Goal 1: Copy out the whole speech about comics word for word.

------ Provided text ------

Now, my Chief Executive John Samuel tells me that he is an expert on comics. And he advises me that they have three very important qualities:
Firstly, for those, like me, whose eyesight is not what it was, there is the option of simply looking at the pictures.
Secondly, you know that you are really famous the day that you discover that you have become a comic character.
And thirdly, young people read comics. The hope is that the elementary reading of comics will lead them to the joy of reading good books. That joy has been mine all my life, and it is one I wish for all South Africans. If the comic reaches new readers, then the project will have been worthwhile.
But we believe that all readers will find something of value in this comic. We thank Anglo American for their generous sponsorship, and are sure that their generosity will be well rewarded by the product being put into our hands. The artwork in the comic is of a high standard, and we congratulate the team of young artists who worked on it. They have expressed very well the themes and narratives chosen by the historians and writers who guided them. Three themes in particular are given prominence "tradition", "community" and "story". And it is so that these themes, or values, played an important role in shaping my early life. Indeed, they have been shaping influences throughout my life.

------ Records for the exercise ------

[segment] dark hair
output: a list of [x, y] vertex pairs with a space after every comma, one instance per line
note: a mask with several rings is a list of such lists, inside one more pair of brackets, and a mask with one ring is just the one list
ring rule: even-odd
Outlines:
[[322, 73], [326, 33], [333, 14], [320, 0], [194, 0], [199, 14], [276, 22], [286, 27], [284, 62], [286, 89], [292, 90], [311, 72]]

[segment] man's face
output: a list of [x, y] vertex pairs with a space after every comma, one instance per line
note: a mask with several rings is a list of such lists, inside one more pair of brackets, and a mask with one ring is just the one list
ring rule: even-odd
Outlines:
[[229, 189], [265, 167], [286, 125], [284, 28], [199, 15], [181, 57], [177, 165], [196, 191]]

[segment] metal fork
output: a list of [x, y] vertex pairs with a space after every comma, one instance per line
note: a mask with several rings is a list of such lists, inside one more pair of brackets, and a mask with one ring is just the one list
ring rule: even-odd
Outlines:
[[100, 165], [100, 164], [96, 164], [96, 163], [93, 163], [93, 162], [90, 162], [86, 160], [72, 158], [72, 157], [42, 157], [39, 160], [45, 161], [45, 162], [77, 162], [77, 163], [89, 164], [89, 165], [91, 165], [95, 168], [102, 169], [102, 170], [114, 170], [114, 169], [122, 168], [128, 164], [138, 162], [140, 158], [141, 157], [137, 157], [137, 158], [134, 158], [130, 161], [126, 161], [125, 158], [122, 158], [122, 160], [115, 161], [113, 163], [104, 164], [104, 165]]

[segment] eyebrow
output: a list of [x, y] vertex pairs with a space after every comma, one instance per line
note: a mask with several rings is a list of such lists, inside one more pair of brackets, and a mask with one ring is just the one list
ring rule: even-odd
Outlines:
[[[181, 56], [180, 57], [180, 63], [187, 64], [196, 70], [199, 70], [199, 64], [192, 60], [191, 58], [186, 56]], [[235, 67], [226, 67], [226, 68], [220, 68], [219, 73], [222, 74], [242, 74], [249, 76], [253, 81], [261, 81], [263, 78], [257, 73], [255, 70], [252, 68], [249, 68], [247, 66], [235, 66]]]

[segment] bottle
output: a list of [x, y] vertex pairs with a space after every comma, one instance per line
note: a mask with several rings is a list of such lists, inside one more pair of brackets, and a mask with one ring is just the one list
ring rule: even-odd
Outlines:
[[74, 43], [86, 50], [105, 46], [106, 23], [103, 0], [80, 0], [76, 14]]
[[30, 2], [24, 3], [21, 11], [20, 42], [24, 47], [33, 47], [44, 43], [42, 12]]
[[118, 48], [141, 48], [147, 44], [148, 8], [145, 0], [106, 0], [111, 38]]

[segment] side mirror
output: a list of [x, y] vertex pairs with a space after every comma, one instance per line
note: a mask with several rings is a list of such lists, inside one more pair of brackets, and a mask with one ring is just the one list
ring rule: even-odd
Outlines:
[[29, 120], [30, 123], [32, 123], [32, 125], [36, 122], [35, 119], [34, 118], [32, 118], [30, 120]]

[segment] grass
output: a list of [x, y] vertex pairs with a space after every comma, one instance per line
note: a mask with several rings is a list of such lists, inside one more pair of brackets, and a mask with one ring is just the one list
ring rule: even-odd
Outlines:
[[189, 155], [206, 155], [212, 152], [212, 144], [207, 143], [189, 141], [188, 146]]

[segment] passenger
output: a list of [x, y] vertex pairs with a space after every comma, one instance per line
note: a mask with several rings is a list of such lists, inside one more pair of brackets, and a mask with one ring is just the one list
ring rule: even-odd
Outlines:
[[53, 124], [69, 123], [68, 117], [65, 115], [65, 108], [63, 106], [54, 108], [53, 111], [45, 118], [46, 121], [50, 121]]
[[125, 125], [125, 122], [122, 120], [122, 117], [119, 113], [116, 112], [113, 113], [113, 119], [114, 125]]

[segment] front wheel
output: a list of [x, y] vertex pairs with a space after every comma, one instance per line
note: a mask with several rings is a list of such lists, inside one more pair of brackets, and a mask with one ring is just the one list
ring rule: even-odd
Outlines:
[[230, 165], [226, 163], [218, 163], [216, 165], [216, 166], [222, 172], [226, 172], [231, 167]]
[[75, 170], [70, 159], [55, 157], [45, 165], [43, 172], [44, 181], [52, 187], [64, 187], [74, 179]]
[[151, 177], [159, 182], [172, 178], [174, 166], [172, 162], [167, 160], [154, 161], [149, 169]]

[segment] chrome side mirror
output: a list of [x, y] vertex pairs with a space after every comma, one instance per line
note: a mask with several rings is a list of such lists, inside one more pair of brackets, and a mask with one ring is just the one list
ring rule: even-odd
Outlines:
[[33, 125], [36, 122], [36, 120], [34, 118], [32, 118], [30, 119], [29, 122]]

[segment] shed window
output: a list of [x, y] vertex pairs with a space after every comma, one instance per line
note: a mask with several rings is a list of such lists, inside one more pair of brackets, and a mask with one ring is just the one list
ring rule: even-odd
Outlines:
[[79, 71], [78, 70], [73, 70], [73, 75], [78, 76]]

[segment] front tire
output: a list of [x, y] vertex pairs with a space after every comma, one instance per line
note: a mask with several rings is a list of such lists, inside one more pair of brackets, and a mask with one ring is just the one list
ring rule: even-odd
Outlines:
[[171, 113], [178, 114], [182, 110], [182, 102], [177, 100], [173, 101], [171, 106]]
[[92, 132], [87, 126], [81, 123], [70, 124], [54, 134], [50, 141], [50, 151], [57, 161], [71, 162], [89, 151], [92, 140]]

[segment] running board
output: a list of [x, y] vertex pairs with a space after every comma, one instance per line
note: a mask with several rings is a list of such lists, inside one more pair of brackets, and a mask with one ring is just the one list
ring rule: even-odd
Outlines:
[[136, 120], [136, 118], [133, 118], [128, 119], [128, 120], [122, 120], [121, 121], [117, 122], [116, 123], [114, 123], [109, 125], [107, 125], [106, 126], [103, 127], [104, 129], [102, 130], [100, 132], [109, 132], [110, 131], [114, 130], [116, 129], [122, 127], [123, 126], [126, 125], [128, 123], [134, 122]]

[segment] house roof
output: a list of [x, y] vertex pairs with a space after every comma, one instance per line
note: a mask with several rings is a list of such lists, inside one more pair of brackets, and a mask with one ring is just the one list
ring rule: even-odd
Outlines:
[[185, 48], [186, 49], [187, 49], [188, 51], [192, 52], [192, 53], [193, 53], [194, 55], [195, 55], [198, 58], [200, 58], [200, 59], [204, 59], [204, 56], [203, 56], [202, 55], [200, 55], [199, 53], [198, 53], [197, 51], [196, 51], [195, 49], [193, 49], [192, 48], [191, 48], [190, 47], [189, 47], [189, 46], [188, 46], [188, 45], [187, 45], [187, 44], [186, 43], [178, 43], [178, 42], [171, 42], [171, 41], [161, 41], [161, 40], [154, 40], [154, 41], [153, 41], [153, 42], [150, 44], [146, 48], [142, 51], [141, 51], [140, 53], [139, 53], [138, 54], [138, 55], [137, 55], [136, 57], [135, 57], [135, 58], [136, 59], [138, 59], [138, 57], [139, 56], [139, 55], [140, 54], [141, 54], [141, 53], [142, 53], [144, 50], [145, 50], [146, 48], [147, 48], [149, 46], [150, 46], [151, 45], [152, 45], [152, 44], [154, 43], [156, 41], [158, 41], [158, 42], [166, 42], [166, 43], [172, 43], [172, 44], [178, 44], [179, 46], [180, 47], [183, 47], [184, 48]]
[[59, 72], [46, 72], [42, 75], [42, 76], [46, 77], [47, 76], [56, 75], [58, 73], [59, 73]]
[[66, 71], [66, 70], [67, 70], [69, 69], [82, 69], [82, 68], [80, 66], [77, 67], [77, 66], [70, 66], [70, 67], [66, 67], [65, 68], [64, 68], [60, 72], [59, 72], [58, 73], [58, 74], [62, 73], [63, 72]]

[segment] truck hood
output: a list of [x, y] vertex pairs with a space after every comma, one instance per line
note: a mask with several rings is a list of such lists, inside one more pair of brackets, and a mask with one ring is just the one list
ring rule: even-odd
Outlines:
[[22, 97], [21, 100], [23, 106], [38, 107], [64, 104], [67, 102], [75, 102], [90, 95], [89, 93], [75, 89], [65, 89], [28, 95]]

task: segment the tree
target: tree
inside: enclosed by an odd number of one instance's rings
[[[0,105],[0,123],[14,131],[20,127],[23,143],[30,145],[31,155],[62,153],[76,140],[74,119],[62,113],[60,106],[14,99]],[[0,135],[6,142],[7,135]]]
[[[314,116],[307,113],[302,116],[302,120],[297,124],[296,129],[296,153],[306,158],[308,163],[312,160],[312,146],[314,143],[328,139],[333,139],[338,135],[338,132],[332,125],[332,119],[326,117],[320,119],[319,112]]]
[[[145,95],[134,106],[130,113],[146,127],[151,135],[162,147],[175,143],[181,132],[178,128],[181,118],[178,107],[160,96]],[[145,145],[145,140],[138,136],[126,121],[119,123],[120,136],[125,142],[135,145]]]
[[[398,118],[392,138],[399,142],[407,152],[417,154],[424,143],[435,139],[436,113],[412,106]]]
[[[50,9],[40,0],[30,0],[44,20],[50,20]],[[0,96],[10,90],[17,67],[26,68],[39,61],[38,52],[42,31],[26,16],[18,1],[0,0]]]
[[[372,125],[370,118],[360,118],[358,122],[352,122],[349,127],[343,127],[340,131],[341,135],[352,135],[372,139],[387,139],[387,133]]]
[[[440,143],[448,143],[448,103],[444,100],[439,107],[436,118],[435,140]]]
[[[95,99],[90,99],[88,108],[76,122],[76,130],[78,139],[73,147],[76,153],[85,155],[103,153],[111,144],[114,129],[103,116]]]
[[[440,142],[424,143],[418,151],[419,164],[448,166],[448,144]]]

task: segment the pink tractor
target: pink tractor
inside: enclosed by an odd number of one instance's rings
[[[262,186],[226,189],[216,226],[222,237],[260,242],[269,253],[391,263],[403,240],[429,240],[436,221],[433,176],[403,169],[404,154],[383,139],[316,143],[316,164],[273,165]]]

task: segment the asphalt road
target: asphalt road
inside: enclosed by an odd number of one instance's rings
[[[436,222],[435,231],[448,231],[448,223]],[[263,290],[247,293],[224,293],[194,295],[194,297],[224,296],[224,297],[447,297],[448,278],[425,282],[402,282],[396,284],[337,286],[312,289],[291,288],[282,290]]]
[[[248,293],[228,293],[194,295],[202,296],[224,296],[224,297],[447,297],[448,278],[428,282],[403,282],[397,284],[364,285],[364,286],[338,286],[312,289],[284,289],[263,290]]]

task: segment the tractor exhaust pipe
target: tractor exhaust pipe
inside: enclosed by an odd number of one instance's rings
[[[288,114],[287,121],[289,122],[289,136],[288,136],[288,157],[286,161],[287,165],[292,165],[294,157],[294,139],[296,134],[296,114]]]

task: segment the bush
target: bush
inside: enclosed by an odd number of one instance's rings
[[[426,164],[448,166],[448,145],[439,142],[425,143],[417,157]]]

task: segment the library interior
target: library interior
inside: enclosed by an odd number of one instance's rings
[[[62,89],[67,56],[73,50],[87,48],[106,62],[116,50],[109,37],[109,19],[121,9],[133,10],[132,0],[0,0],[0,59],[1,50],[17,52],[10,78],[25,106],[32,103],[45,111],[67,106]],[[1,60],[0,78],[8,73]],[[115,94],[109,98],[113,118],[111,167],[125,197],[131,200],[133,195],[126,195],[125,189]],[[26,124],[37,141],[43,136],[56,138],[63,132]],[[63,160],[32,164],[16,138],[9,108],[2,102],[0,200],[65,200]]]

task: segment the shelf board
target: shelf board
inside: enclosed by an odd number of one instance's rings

------

Goal 2: From the records, put the lines from the one containing "[segment] house roof" through the one containing "73], [63, 72]]" into a Markdown table with the columns Row and Line. Leave out blank lines and include nothing else.

Full answer 1:
Now, my Chief Executive John Samuel tells me that he is an expert on comics. And he advises me that they have three very important qualities:
Firstly, for those, like me, whose eyesight is not what it was, there is the option of simply looking at the pictures.
Secondly, you know that you are really famous the day that you discover that you have become a comic character.
And thirdly, young people read comics. The hope is that the elementary reading of comics will lead them to the joy of reading good books. That joy has been mine all my life, and it is one I wish for all South Africans. If the comic reaches new readers, then the project will have been worthwhile.
But we believe that all readers will find something of value in this comic. We thank Anglo American for their generous sponsorship, and are sure that their generosity will be well rewarded by the product being put into our hands. The artwork in the comic is of a high standard, and we congratulate the team of young artists who worked on it. They have expressed very well the themes and narratives chosen by the historians and writers who guided them. Three themes in particular are given prominence "tradition", "community" and "story". And it is so that these themes, or values, played an important role in shaping my early life. Indeed, they have been shaping influences throughout my life.

Full answer 2:
| Row | Line |
|---|---|
| 1 | [segment] house roof |
| 2 | output: a list of [x, y] vertex pairs with a space after every comma, one instance per line |
| 3 | note: a mask with several rings is a list of such lists, inside one more pair of brackets, and a mask with one ring is just the one list |
| 4 | ring rule: even-odd |
| 5 | Outlines: |
| 6 | [[185, 48], [186, 49], [187, 49], [188, 51], [192, 52], [192, 53], [193, 53], [194, 55], [195, 55], [198, 58], [200, 58], [200, 59], [204, 59], [204, 56], [203, 56], [202, 55], [200, 55], [199, 53], [198, 53], [197, 51], [196, 51], [195, 49], [193, 49], [192, 48], [191, 48], [190, 47], [189, 47], [189, 46], [188, 46], [188, 45], [187, 45], [187, 44], [186, 43], [178, 43], [178, 42], [171, 42], [171, 41], [161, 41], [161, 40], [154, 40], [154, 41], [153, 41], [153, 42], [150, 44], [146, 48], [142, 51], [141, 51], [140, 53], [139, 53], [138, 54], [138, 55], [137, 55], [136, 57], [135, 57], [135, 58], [136, 59], [138, 59], [138, 57], [139, 56], [139, 55], [140, 54], [141, 54], [141, 53], [142, 53], [144, 50], [145, 50], [146, 48], [147, 48], [149, 46], [150, 46], [151, 45], [152, 45], [152, 44], [154, 43], [156, 41], [158, 41], [158, 42], [166, 42], [166, 43], [172, 43], [172, 44], [178, 44], [179, 46], [180, 47], [183, 47], [184, 48]] |
| 7 | [[59, 72], [46, 72], [42, 75], [42, 76], [46, 77], [47, 76], [56, 75], [58, 73], [59, 73]] |
| 8 | [[66, 71], [66, 70], [67, 70], [69, 69], [82, 69], [82, 68], [80, 66], [77, 67], [77, 66], [70, 66], [70, 67], [66, 67], [65, 68], [64, 68], [60, 72], [59, 72], [58, 73], [58, 74], [62, 73], [63, 72]] |